_ASSIGNMENT:_ Look through the material below. Copy every line with the string "framed" in it.

*** LISTED ENTRIES Section Begins ***

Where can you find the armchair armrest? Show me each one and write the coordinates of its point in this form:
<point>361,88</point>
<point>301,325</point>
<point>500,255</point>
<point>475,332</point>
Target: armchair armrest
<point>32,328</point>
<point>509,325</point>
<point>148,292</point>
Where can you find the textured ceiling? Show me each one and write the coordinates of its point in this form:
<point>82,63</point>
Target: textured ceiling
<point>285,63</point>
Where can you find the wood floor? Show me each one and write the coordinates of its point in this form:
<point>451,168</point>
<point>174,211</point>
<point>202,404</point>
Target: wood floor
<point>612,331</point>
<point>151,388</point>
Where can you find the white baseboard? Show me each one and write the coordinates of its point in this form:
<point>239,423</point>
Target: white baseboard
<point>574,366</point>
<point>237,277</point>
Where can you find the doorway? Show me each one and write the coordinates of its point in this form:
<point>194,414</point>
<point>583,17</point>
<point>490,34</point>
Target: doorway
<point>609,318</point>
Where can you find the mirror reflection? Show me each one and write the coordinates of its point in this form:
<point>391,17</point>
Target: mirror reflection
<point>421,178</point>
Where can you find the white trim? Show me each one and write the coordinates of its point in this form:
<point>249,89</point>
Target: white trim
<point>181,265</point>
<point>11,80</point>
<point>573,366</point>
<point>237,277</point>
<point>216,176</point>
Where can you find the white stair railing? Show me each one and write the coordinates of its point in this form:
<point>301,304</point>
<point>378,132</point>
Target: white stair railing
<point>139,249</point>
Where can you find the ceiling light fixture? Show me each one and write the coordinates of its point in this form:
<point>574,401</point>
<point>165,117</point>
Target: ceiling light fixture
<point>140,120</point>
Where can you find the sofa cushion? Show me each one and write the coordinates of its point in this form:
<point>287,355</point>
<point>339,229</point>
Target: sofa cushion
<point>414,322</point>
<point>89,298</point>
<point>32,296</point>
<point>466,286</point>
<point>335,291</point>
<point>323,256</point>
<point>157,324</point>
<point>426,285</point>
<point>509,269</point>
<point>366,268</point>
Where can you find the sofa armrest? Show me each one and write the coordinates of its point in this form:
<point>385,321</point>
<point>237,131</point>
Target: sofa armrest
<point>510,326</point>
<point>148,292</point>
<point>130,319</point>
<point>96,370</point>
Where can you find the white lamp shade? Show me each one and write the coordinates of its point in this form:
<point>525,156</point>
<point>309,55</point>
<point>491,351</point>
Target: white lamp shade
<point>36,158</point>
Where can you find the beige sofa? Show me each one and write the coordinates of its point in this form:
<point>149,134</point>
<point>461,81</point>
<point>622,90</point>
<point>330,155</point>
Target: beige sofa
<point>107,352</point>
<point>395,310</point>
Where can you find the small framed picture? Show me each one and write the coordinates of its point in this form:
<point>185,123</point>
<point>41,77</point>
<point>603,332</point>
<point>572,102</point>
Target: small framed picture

*** LISTED ENTRIES Section Ends ***

_ANSWER TO THE PROBLEM:_
Where can you find the small framed picture? Show me each one and write the coordinates of its point in this form:
Target: small framed picture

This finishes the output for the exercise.